Problem description
Below are the records. Retype exactly the lines between the lines holding "Query: pink balloon" and "Query: silver tiara", inclusive.

Records shown
Segment Open
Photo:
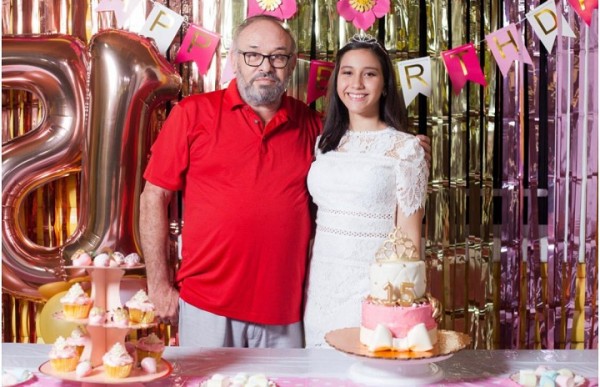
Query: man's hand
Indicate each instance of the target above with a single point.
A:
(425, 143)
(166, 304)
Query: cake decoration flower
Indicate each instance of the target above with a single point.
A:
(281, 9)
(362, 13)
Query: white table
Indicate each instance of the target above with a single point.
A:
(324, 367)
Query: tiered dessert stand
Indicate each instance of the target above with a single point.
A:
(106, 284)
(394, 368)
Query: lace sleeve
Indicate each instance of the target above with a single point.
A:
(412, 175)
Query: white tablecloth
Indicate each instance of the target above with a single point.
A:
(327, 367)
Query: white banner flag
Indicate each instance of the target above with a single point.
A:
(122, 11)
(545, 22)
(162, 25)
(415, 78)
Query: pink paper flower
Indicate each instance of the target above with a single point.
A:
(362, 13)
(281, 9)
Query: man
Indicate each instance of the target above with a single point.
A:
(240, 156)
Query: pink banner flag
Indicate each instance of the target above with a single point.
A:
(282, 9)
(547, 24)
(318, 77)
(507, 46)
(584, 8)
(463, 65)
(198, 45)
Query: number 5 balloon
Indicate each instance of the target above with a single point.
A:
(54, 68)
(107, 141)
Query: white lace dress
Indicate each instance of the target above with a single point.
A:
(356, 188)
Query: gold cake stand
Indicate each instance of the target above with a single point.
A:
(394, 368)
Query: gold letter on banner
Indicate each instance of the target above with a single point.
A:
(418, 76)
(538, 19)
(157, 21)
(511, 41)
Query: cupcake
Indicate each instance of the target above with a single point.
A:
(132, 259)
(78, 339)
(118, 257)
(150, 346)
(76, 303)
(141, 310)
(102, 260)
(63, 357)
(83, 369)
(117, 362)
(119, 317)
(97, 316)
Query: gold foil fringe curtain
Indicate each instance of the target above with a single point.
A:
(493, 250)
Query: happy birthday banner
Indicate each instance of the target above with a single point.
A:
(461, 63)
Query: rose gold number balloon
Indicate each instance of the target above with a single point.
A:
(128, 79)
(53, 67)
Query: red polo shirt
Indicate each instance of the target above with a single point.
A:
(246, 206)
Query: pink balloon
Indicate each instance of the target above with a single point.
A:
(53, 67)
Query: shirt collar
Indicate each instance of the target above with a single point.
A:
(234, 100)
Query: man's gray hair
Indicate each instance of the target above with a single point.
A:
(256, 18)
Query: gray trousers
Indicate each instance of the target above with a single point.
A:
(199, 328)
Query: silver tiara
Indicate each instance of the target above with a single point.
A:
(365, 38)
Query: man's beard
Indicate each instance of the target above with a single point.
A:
Segment Closed
Reply to the exercise
Query: pink balloon
Indicate each instance of the target above with a single point.
A:
(53, 67)
Query: shirt collar
Indicate each instance of the target above with a single point.
A:
(234, 100)
Query: man's gray hair
Indicate each instance of the target above with a single point.
A:
(256, 18)
Query: gray trousers
Indicate each instance of the target above with a single point.
A:
(199, 328)
Query: silver tiara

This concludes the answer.